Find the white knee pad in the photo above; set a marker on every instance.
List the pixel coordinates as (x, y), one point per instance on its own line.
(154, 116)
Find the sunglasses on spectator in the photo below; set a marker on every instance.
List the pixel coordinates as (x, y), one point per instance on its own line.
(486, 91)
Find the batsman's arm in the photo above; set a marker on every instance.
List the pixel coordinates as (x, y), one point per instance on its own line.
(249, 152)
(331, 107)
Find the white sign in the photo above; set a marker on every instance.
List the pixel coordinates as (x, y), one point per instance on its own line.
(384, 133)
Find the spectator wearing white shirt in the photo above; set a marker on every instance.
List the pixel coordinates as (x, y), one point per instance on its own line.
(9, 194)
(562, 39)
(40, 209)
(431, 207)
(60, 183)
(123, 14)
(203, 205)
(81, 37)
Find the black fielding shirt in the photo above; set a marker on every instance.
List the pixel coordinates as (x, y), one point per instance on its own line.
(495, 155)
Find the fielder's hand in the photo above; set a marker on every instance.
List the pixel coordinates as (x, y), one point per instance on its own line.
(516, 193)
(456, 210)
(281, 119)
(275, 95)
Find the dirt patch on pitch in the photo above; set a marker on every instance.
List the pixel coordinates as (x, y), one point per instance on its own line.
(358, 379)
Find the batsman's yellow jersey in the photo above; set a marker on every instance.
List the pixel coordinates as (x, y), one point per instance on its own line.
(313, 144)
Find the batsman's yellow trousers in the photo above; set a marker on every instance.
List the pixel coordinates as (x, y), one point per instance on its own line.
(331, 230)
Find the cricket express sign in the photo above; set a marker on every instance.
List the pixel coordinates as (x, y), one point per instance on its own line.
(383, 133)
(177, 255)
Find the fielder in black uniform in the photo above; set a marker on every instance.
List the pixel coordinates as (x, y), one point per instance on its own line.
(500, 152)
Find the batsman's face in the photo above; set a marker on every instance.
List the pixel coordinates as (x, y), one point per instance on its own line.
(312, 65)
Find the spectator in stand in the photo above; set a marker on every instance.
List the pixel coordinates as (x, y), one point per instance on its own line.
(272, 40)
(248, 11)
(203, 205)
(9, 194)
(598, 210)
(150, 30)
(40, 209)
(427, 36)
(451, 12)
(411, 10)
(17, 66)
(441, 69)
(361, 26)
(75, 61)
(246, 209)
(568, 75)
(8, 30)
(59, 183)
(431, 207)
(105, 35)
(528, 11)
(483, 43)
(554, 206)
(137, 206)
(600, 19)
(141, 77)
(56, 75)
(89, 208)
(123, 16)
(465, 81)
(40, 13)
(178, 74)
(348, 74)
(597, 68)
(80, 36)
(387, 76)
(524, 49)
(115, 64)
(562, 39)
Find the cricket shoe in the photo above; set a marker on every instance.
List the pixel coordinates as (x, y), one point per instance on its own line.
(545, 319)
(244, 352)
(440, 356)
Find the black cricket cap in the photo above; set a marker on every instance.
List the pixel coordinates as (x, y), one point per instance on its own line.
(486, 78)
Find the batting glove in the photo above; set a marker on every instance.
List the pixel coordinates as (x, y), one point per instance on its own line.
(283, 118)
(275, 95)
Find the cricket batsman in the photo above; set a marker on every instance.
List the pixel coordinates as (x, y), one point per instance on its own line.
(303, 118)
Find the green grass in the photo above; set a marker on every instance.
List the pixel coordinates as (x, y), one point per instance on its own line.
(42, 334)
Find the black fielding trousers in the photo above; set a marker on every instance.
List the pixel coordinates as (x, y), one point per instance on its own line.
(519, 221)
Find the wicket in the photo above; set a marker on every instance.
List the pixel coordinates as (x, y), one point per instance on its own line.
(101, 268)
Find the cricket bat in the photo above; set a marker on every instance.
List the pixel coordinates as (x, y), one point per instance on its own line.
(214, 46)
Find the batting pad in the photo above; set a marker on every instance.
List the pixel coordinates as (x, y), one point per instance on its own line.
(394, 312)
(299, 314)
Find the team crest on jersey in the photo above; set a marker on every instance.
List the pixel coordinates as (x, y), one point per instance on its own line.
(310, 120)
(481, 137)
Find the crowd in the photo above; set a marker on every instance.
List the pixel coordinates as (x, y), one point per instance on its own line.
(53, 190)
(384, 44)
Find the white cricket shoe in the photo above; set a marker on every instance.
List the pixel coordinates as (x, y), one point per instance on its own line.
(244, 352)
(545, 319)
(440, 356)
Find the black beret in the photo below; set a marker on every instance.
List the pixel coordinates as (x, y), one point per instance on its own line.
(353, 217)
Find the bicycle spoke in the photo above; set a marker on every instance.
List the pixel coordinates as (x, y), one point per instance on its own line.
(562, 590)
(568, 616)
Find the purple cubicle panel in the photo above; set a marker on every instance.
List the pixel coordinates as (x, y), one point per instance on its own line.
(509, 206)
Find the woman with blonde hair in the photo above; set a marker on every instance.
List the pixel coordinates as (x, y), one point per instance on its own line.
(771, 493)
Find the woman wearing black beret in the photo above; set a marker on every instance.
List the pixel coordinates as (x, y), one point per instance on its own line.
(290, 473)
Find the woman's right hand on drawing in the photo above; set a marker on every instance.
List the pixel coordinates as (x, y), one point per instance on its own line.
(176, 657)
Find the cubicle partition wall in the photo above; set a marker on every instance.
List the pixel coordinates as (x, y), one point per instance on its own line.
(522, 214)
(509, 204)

= = = = =

**Exercise instructions:** Write out the lines exactly as they appear, from the line containing "Find the cubicle" through the final line above.

**Answer to the exercise:**
Find the cubicle partition wall in the photo above; set a marker on every instance.
List the pixel coordinates as (x, y), one point per instance on its own line.
(522, 214)
(509, 204)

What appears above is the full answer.